>> START Supplied entries

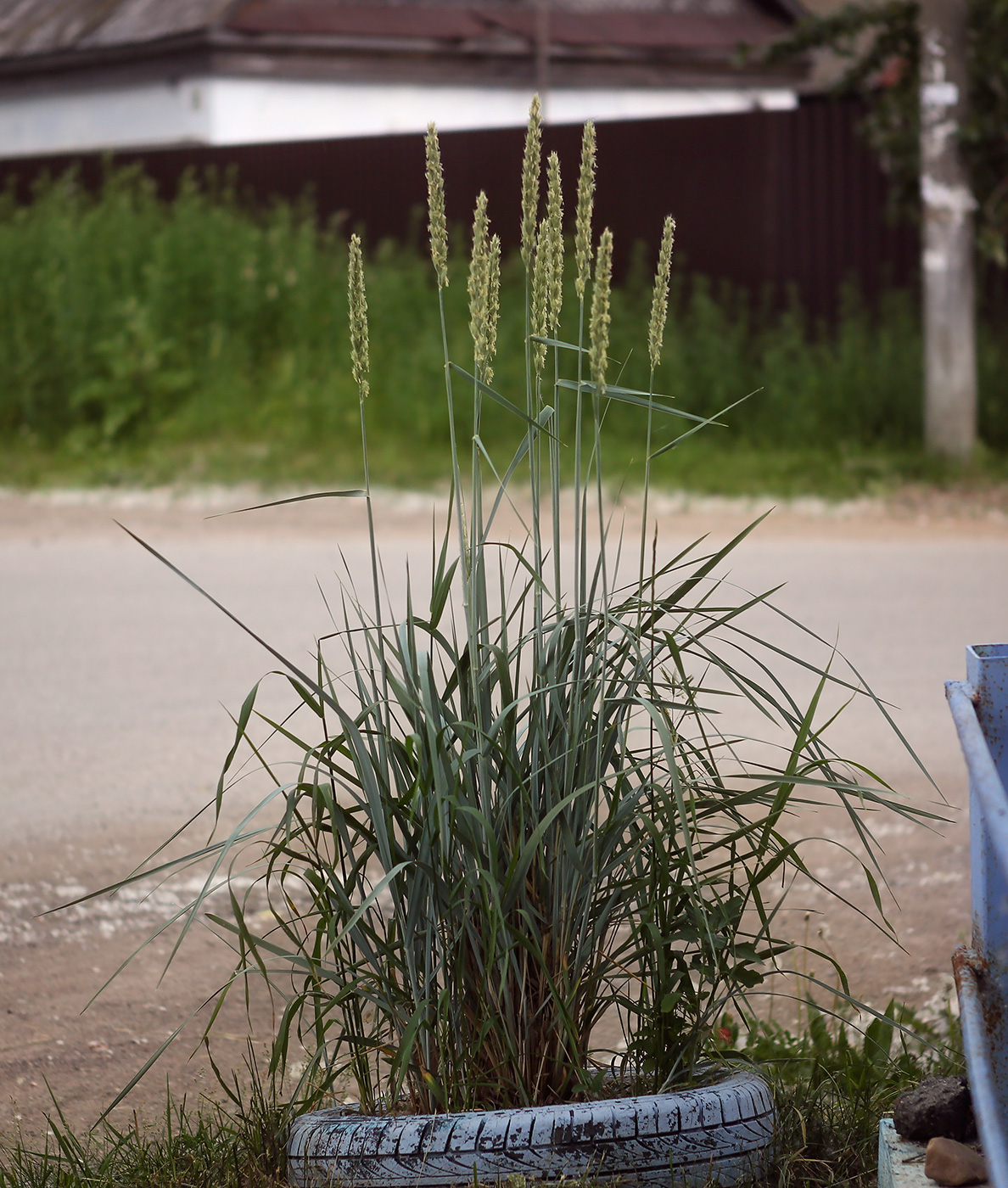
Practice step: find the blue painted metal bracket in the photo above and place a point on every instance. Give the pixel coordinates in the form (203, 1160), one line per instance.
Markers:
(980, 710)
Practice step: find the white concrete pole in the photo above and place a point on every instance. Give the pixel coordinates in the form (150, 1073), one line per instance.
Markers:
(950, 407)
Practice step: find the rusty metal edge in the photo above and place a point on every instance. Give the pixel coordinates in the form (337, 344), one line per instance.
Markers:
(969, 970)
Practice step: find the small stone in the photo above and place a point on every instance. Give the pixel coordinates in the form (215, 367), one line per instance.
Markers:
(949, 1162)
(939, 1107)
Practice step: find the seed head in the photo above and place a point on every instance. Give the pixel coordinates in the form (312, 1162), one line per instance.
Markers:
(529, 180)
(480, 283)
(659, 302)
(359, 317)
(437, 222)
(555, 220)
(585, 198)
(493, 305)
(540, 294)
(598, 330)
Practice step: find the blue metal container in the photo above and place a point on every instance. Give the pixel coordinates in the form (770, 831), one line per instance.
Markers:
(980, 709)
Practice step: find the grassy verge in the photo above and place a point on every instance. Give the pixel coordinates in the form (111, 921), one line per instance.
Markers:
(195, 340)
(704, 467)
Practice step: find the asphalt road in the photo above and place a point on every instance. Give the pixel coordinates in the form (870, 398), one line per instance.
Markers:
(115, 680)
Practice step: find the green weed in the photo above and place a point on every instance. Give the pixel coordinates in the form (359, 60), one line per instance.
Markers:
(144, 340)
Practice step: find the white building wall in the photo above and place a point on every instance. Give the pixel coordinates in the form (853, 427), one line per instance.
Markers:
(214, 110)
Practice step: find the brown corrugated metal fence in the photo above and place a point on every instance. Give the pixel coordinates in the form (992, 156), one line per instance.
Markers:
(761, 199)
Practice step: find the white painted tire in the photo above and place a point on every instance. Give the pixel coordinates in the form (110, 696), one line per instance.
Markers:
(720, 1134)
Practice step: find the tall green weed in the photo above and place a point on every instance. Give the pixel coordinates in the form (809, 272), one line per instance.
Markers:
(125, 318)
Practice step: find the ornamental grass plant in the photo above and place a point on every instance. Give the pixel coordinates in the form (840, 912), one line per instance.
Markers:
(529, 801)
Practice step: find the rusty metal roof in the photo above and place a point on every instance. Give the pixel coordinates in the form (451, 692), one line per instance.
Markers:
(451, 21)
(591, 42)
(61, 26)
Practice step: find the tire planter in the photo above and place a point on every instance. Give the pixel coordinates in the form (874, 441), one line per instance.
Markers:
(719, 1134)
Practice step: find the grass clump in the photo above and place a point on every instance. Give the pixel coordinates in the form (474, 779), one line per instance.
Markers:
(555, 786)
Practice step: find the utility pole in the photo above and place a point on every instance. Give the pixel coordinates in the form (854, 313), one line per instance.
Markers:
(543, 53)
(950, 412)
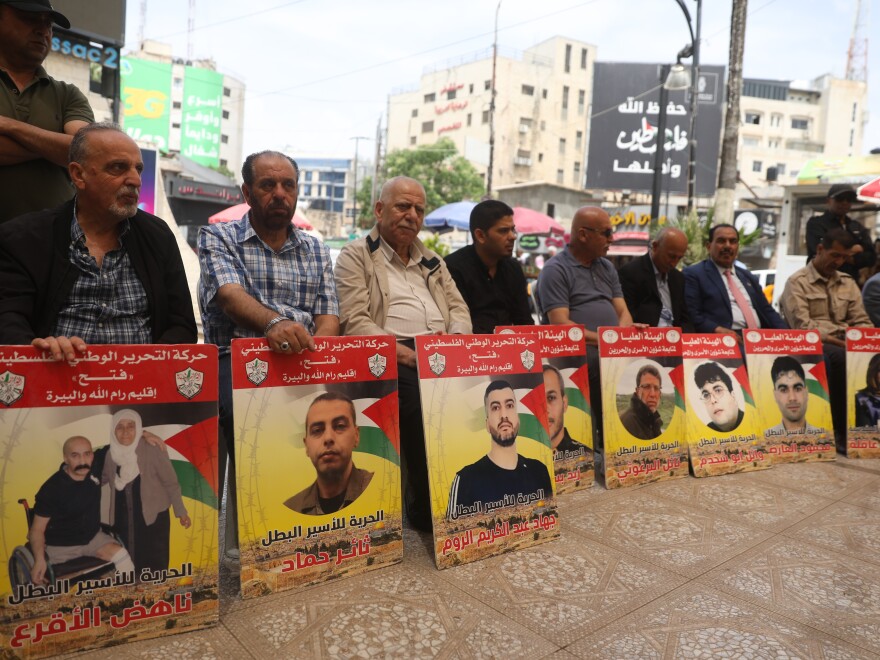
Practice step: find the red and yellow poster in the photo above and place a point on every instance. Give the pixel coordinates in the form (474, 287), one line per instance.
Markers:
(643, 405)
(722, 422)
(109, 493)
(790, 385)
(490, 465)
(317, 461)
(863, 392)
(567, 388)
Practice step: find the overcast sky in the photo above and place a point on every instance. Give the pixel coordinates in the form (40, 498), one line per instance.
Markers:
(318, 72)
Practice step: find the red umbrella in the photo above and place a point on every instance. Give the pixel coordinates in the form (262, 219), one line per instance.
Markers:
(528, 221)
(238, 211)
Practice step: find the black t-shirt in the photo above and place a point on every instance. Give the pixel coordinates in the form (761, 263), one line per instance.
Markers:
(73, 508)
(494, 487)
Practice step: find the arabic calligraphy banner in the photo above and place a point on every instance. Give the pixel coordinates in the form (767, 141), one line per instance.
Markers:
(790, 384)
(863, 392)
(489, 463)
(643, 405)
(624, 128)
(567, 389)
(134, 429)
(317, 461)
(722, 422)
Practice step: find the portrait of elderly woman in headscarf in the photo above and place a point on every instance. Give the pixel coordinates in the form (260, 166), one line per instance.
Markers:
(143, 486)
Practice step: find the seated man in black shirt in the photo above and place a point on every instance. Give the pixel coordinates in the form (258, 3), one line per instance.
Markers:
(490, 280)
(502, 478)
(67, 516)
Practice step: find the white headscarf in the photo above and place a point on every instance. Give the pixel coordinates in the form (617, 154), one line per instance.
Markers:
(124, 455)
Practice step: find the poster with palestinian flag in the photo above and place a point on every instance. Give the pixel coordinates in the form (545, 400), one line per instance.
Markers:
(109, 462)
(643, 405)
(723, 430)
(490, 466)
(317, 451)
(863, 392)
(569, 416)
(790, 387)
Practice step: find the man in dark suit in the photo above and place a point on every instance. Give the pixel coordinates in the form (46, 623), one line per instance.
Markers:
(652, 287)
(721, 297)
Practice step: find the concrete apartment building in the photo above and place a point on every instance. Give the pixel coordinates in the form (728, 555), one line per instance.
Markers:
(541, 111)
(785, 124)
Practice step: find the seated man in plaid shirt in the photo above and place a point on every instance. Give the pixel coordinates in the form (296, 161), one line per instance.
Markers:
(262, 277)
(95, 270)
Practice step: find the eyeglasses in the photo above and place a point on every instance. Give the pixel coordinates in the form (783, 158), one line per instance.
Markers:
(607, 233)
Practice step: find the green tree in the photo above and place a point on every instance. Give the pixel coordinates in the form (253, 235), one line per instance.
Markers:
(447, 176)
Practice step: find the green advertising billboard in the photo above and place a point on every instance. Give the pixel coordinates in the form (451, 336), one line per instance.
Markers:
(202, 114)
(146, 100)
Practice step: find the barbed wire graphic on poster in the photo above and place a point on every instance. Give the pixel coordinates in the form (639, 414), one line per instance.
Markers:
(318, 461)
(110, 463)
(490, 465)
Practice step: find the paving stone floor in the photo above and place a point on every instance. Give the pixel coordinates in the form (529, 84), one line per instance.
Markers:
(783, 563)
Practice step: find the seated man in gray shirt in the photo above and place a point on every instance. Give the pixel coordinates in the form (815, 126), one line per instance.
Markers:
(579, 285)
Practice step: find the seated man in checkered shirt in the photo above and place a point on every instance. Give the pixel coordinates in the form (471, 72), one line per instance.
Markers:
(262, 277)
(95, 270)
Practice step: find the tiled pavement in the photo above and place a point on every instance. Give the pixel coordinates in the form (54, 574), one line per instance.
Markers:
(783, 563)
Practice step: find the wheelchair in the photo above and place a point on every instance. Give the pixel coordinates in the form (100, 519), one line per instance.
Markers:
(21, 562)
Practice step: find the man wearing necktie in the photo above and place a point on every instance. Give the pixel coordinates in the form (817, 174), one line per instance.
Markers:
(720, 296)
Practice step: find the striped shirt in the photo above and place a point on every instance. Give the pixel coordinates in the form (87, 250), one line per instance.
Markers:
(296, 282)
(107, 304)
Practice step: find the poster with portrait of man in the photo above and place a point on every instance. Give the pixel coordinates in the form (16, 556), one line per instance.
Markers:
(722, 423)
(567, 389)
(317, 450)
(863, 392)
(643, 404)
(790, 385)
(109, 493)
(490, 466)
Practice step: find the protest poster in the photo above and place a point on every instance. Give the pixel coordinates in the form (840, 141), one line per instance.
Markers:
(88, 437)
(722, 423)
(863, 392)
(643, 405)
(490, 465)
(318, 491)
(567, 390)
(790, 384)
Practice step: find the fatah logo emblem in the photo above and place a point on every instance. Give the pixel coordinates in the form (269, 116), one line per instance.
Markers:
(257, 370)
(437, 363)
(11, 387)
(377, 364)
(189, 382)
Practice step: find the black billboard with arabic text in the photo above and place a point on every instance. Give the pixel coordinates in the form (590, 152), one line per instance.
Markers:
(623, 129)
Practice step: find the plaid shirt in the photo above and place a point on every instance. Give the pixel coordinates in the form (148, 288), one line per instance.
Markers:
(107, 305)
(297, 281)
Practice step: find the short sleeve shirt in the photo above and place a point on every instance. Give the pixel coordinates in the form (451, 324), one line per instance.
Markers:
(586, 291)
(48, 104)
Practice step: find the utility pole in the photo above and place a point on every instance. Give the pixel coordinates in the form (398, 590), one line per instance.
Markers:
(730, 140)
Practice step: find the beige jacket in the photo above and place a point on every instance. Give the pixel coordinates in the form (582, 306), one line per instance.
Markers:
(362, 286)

>> END Supplied entries
>> START Supplied entries

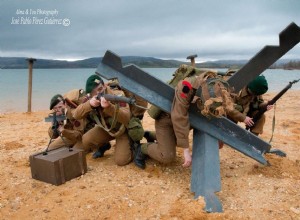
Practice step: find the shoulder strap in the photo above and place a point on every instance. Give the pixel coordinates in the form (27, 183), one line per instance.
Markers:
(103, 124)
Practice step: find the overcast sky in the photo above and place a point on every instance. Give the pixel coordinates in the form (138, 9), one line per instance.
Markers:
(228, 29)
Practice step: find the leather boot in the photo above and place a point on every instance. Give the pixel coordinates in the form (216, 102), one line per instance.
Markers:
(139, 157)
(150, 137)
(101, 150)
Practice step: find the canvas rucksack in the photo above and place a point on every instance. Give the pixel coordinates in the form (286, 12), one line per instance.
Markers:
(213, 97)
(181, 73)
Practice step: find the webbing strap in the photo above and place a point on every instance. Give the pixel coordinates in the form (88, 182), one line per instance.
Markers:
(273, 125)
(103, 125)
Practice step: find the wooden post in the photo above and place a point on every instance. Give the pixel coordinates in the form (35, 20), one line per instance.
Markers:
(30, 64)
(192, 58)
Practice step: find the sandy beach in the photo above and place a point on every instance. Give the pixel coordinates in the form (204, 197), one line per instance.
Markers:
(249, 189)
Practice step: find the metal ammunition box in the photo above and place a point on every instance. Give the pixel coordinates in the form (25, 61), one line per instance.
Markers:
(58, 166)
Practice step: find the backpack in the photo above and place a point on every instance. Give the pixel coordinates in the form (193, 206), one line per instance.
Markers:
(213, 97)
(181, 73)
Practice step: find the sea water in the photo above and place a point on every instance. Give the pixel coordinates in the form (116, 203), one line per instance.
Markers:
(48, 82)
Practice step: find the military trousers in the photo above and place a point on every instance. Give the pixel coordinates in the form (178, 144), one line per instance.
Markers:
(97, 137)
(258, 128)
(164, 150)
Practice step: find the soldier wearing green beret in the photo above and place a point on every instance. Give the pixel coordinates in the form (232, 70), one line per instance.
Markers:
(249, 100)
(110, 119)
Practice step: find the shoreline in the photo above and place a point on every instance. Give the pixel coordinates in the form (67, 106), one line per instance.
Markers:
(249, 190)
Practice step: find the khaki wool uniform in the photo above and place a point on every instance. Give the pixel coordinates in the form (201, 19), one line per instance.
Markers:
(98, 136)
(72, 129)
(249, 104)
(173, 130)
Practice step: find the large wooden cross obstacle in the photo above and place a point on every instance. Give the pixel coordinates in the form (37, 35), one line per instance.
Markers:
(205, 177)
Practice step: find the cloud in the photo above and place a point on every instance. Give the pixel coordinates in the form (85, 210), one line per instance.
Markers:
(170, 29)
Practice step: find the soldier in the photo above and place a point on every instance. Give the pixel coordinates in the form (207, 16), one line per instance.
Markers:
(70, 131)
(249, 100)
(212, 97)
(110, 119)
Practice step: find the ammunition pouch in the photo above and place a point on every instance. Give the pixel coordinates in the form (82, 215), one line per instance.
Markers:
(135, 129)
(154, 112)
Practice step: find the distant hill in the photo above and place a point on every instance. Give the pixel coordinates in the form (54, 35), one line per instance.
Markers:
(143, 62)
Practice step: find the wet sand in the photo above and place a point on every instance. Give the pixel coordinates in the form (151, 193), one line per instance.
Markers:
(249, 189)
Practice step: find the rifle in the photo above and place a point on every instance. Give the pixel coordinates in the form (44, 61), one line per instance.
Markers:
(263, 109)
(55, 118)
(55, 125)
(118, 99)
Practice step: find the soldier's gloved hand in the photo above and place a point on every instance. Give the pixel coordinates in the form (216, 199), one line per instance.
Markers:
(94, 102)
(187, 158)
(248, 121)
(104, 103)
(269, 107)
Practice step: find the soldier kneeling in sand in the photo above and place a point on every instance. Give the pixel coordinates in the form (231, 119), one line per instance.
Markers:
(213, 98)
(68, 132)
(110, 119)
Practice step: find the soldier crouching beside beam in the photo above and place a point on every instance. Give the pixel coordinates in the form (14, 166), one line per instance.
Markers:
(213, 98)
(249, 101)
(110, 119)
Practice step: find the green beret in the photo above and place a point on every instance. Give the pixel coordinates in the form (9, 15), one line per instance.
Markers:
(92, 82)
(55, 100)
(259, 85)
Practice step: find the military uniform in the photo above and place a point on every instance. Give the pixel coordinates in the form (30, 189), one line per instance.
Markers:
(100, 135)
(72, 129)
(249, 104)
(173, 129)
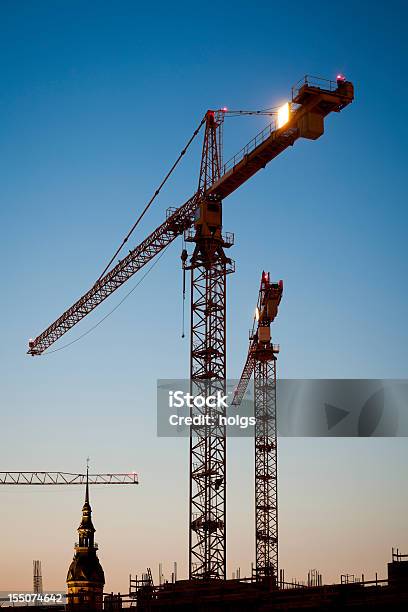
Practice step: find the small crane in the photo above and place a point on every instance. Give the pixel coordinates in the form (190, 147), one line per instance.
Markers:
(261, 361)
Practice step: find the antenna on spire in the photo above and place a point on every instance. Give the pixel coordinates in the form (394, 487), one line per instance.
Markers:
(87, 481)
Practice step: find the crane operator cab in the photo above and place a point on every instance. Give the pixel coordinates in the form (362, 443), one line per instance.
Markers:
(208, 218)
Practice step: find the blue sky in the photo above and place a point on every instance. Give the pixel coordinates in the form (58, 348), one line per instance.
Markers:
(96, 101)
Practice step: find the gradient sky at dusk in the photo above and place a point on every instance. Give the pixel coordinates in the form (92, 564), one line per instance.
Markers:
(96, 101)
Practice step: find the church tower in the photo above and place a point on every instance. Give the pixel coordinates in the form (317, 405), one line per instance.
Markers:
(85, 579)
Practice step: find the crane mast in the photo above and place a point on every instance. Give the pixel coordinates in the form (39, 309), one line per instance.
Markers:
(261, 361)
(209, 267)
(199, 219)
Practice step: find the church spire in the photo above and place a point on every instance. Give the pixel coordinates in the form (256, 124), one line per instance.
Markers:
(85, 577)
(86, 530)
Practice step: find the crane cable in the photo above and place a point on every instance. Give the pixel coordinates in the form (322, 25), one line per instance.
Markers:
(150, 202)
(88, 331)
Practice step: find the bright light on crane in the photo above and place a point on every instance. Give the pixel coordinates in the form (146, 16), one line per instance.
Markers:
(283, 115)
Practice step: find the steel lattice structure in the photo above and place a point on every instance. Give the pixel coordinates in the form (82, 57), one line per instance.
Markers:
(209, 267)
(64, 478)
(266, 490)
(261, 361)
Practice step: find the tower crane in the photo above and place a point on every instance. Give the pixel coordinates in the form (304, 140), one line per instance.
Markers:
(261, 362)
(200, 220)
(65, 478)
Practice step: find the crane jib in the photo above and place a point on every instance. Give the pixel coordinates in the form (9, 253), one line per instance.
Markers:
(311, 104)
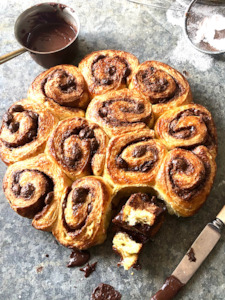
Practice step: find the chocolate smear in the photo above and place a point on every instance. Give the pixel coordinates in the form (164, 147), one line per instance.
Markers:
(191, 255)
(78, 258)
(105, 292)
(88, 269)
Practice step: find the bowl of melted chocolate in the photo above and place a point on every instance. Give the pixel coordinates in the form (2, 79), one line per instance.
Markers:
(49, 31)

>> END Supplied entries

What is needed: Turn the lines above into a numbered list, starting at the line that contains "Practice step: find the blue painted" and ending at the line that contains "(939, 1107)", with both of those lines included. Leave out any blank lines.

Solved exercise:
1. Practice step: find the blue painted metal bracket in the photo above and place a point on every instance. Give the pixel coordinates in the form (203, 1160), one line per instance.
2. Markers:
3. (980, 710)
4. Practice step: find the white concrete pole in the photo above and place a point on every instance. Give the pixel coordinates in the form (150, 1073), one line per instance.
5. Markers:
6. (950, 407)
7. Practice step: find the rusty metal edge in the photo above and place a point on every instance. Give the pixel coordinates in the form (337, 344), one line per instance.
8. Markers:
9. (969, 970)
10. Practice step: find the small stone in the photo above and place a point on every instance. Give the pixel coordinates in the form (215, 367), one line per instance.
11. Markers:
12. (949, 1162)
13. (939, 1107)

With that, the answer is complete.